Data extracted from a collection
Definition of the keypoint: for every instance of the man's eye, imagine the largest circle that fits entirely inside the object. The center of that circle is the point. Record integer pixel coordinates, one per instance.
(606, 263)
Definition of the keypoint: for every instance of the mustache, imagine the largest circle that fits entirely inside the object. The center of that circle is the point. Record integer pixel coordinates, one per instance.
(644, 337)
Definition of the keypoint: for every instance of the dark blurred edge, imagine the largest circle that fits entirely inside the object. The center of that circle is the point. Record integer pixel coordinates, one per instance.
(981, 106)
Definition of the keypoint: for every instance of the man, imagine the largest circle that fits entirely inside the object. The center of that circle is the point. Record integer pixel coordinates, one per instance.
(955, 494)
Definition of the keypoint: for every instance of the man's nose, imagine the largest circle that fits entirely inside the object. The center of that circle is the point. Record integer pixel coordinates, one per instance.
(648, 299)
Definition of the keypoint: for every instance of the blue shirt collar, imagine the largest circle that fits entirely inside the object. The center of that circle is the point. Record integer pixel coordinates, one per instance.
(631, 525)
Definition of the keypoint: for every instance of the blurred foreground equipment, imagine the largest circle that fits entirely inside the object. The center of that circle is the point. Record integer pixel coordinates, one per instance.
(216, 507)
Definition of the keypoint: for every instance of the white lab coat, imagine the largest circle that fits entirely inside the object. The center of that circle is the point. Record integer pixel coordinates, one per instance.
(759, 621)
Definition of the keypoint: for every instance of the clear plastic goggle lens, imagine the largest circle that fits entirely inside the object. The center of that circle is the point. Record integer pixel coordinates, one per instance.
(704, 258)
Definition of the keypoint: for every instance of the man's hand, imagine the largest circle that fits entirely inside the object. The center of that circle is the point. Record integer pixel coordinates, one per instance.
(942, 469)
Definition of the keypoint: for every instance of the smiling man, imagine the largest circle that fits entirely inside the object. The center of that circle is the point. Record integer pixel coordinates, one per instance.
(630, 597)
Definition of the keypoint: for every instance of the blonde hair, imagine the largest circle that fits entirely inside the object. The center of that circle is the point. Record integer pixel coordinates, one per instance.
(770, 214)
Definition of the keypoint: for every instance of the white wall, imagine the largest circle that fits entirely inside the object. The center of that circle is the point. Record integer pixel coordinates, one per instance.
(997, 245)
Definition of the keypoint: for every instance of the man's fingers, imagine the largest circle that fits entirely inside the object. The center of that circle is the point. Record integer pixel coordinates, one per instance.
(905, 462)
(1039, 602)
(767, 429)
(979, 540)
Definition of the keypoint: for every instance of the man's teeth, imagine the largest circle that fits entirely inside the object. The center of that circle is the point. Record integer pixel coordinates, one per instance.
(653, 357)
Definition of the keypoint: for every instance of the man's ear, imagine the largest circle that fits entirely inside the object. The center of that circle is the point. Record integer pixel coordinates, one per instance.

# Problem to work on
Reproduce the stretch of the material from the line containing "Definition of the keypoint: for every instance of the blonde" through the end of the material, swapping "man's" for "person's" throughout and leaving everything else unchanged.

# Result
Definition of the keypoint: for every instance of the blonde hair, imagine the largest circle that fits entirely inside the object. The center of that circle is the point. Record integer pixel coordinates, one per instance.
(770, 214)
Definition of the keypoint: for every instance of the white wall, imagine the largest circle that fits entirely inside the object. The center of that circle is the point. Record integer pixel coordinates, one per instance.
(997, 245)
Definition of the keypoint: for every instance of the person's fingers, imagine the largest circle that fits entirely inside the object. The center of that circle is the point. Record integer pixel coordinates, one per instance.
(905, 462)
(1039, 602)
(767, 429)
(979, 540)
Definition of the keypoint: for every instance of the person's teeth, imagine the largest circle that fits entirely inside the object. The center of that circle is the point. Record integer pixel coordinates, one per instance.
(653, 357)
Definition of the keypoint: for every instance of the person's ear, imagine the largest circle that fits entirely inside the object. The center of that circle is the point. Record integer pixel coordinates, one per instance.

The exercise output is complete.